▸ Text excerpt
------

Can a person hold down a part-time job, freelance for a half-dozen writing/editing clients, work on a cookbook, engage in volunteer projects aid their ailing mother and keep up a household AND a blog?

If that person is me, apparently not! It’s been such a busy summer with way too few food adventures to report and every time I think about blogging, it’s at the end of a long day of writing other things and I say tomorrow…which turns out to be almost three months ago!

I did have a little food fun: Helped coordinate the recipe contest at Mangoes at the Moana where I thought the most interesting recipe was one that didn’t even place. It’s called Summer Mango Pork and Potato Stew stew and if it had been possible for contestant Shayna Robertson to serve it hot, I think it really would have been a winnah! Even cold, you could taste the cinnamon and other spices she used to really come through. The sweet mango against the rich gravy was very interesting. Robertson, disappointed, talked to me after her and I encouraged her to keep working the idea.

------

▸ Stored rows
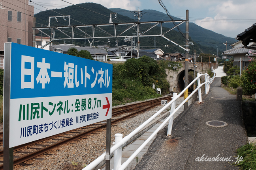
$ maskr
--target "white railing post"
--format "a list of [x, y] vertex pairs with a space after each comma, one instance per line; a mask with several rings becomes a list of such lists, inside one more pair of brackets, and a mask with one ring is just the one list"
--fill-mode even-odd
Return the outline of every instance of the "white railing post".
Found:
[[[205, 82], [207, 82], [207, 75], [205, 75]], [[207, 83], [206, 83], [205, 85], [205, 94], [208, 94], [208, 85], [207, 85]]]
[[[210, 77], [208, 77], [208, 80], [209, 82], [210, 81]], [[210, 84], [211, 84], [210, 83], [209, 83], [208, 84], [208, 92], [209, 92], [209, 91], [210, 91]]]
[[[122, 139], [120, 133], [115, 134], [115, 144], [116, 145]], [[114, 156], [114, 170], [117, 170], [122, 165], [122, 147], [121, 146], [115, 151]]]
[[[201, 80], [200, 79], [200, 73], [197, 74], [198, 77], [198, 86], [200, 87], [201, 85]], [[198, 89], [198, 100], [200, 102], [202, 102], [202, 93], [201, 92], [201, 87]]]
[[[176, 96], [177, 96], [177, 93], [173, 93], [173, 99], [175, 98]], [[170, 111], [170, 115], [171, 115], [173, 112], [175, 110], [175, 107], [176, 106], [176, 100], [175, 100], [173, 103], [171, 103], [171, 111]], [[173, 122], [173, 116], [171, 116], [170, 120], [169, 120], [169, 123], [168, 125], [168, 130], [167, 130], [167, 136], [170, 136], [171, 134], [171, 129], [172, 129], [172, 124]]]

------

▸ What is asked
a: Summarize the blog post about a busy summer in two sentences.
b: From the blog post about a busy summer, return the passage that begins at the words "If that person" and ends after the words "working the idea.", copied without changes.

▸ Worked solutions
a: The writer has a part-time job, half a dozen freelance writing and editing clients, a cookbook, volunteer projects, an ailing mother and a household, and has gone almost three months without blogging during a busy summer. One bit of food fun was helping coordinate the recipe contest at Mangoes at the Moana, where the writer found Shayna Robertson's non-placing Summer Mango Pork and Potato Stew the most interesting entry for its spices and for its sweet mango against rich gravy.

b:
If that person is me, apparently not! It’s been such a busy summer with way too few food adventures to report and every time I think about blogging, it’s at the end of a long day of writing other things and I say tomorrow…which turns out to be almost three months ago!

I did have a little food fun: Helped coordinate the recipe contest at Mangoes at the Moana where I thought the most interesting recipe was one that didn’t even place. It’s called Summer Mango Pork and Potato Stew stew and if it had been possible for contestant Shayna Robertson to serve it hot, I think it really would have been a winnah! Even cold, you could taste the cinnamon and other spices she used to really come through. The sweet mango against the rich gravy was very interesting. Robertson, disappointed, talked to me after her and I encouraged her to keep working the idea.